Die göttlichen Gesetze werden aber auf dreifache Art bekanntgemacht: durch natürliche Vernunft,
durch Offenbarung oder vermittelst eines
Menschen, den Gott durch Wunderwerke als glaubwürdig den übrigen bestätigt
hat. Man könnte folglich fast sagen: es gibt ein dreifaches Wort Gottes;
nämlich ein vernünftiges, ein
sinnliches und ein prophetisches Wort, womit auch die dreifache Art, Gott zu vernehmen, übereinstimmt:
gesunde Vernunft, Sinn für das Übernatürliche und der Glaube. Da aber der Sinn
für das Übernatürliche in einer Offenbarung besteht, welche einem einzelnen widerfährt, so ist sie auch nur
für den Betreffenden verbindlich.
Wegen der anderen beiden Arten des göttlichen Wortes kann man Gott ein
zwiefaches Reich zuschreiben, ein natürliches
und ein prophetisches. Ein natürliches, insofern er die, welche seine Vorsehung anerkennen, durch
das Urteil der gesunden Vernunft leitet. Ein prophetisches, insofern er sein
besonderes Volk, welches anfangs die Israeliten waren und später die Christen
geworden sind, nicht bloß durch die Urteile der gesunden Vernunft, sondern
auch durch bestimmte und von seinen Propheten bekanntgemachte Gesetze regiert.
Von dem natürlichen Reiche Gottes wird in diesem Kapitel gehandelt werden.
Das Recht, nach welchem Gott in diesem Reiche die Übertreter der Gesetze
der Natur bestraft, hat er nicht als Schöpfer, sondern als das allmächtige
Wesen, dem keiner widerstehen kann. Es ist oben erwiesen worden, daß unter
den Menschen die höchste Gewalt durch Verträge entstanden
ist; um aber zu begreifen, wie dieses Recht von Natur habe entstehen können,
stelle man sich einen Fall vor, in welchem es immer bestanden hätte. Von Natur hat jeder ein Recht auf alles und folglich
auch ein Recht zur Herrschaft, wiewohl man dieselbe wegen des gegenseitigen
Widerstandes nie wird erreichen können. Nun denke man sich: es habe irgend
jemand eine so große Macht, daß er in einem Kriege gegen alle Menschen
einen gewissen Sieg sich versprechen könnte; würde ein solcher wohl
geneigt sein, anstatt sich und alle anderen Menschen, die er beherrscht, nach
Gutdünken zu verteidigen, lieber zu seiner eigenen Verteidigung einen Staat
errichten und Gesetze über sich anerkennen wollen? Dem Allmächtigen,
welchem keiner widerstehen kann, gebührt daher offenbar schon von selbst
die Regierung und Herrschaft über das ganze Menschengeschlecht. Und dies
(nicht aber, wie manche gemeint haben, die Sünden der Menschen) ist der
eigentliche Grund für das Recht Gottes, diesen zu bestrafen und jenem zu
vergeben, wie er es für gut hält.

*Aufgaben:*
#1 Auf welche drei Arten werden die göttlichen Gesetze laut dem Quelltext bekanntgemacht?
#2 Erkläre bitte anhand des Quelltexts in höchstens drei Sätzen, worauf Gottes Recht beruht, die Übertreter der Gesetze der Natur zu bestrafen.

Zeilen aus einem Datensatz

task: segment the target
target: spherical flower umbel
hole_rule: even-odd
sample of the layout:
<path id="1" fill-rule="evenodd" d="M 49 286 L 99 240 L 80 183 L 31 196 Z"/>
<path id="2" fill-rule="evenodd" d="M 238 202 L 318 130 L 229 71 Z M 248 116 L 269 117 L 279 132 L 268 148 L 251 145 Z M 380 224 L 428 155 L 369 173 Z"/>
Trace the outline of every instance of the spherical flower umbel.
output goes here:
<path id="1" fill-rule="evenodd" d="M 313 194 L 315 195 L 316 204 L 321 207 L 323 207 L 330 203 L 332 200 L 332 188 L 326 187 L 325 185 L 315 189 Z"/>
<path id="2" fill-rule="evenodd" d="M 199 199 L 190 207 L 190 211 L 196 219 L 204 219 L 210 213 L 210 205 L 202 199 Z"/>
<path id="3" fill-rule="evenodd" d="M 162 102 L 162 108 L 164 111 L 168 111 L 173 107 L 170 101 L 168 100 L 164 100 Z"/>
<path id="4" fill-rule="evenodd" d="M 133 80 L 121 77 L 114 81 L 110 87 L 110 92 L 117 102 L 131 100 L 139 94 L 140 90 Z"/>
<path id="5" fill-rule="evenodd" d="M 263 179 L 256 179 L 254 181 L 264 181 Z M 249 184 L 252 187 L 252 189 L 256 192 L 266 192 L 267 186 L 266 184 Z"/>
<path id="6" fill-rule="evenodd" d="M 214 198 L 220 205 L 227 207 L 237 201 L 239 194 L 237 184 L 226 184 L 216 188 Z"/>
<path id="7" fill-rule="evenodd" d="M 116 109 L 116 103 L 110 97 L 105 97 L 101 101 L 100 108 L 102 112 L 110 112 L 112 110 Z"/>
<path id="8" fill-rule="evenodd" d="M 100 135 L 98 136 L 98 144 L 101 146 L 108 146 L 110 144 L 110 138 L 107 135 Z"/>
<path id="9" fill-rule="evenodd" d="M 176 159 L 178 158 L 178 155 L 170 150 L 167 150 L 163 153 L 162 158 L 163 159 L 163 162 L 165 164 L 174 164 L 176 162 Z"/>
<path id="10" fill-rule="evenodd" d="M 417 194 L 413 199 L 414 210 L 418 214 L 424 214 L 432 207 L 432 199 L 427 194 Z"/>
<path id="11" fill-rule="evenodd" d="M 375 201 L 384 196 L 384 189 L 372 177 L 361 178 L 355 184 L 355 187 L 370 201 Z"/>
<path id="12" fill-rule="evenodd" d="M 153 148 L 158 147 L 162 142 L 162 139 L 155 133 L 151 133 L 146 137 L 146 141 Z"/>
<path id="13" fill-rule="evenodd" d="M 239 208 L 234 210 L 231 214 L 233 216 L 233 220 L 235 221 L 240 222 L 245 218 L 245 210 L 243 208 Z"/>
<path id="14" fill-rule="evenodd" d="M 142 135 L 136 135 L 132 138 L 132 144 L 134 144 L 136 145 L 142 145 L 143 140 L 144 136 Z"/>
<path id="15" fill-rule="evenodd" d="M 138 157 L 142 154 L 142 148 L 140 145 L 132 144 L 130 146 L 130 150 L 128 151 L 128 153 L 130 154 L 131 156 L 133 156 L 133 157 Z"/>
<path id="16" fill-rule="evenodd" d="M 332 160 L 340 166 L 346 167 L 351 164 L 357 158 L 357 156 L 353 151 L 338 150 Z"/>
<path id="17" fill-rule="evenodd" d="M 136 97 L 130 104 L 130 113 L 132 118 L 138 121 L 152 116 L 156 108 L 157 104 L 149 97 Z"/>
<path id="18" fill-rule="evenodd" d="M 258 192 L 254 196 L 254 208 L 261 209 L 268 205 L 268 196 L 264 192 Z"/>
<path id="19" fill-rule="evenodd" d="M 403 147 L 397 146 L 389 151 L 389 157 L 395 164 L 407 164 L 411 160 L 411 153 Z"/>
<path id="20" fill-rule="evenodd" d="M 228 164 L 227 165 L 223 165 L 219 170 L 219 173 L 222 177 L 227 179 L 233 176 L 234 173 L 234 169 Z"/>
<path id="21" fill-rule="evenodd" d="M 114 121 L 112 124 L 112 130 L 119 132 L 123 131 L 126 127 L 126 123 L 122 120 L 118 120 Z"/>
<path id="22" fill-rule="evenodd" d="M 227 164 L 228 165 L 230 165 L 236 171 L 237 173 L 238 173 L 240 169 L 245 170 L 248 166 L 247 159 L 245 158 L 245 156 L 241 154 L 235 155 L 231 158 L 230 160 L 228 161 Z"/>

*Antworten je Aufgabe:*
#1 Durch natürliche Vernunft, durch Offenbarung und vermittelst eines Menschen, den Gott durch Wunderwerke als glaubwürdig bestätigt hat.

#2 Gott hat dieses Recht nicht als Schöpfer, sondern als das allmächtige Wesen, dem keiner widerstehen kann. Dem Allmächtigen gebührt daher schon von selbst die Regierung und Herrschaft über das ganze Menschengeschlecht. Dies und nicht die Sünden der Menschen ist der eigentliche Grund für sein Recht, zu bestrafen und zu vergeben, wie er es für gut hält.